(Bounding-box entries)

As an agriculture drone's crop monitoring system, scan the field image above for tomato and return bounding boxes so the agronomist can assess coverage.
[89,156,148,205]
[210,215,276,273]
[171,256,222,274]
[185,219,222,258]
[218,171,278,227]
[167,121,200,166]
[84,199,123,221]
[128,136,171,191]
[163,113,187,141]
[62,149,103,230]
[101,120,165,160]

Goal —
Please update every entry above by replacing "tomato" with "pepper" and leaving everything else unchanged.

Complete answer —
As an agriculture drone's crop monitoring system, scan the field image above for pepper and return bounding boxes so the agronomist can assess coverage.
[89,156,148,205]
[210,215,276,273]
[171,256,222,274]
[185,219,222,258]
[218,171,278,227]
[167,121,200,166]
[84,199,123,221]
[128,136,171,191]
[163,113,187,141]
[62,149,103,230]
[101,120,165,160]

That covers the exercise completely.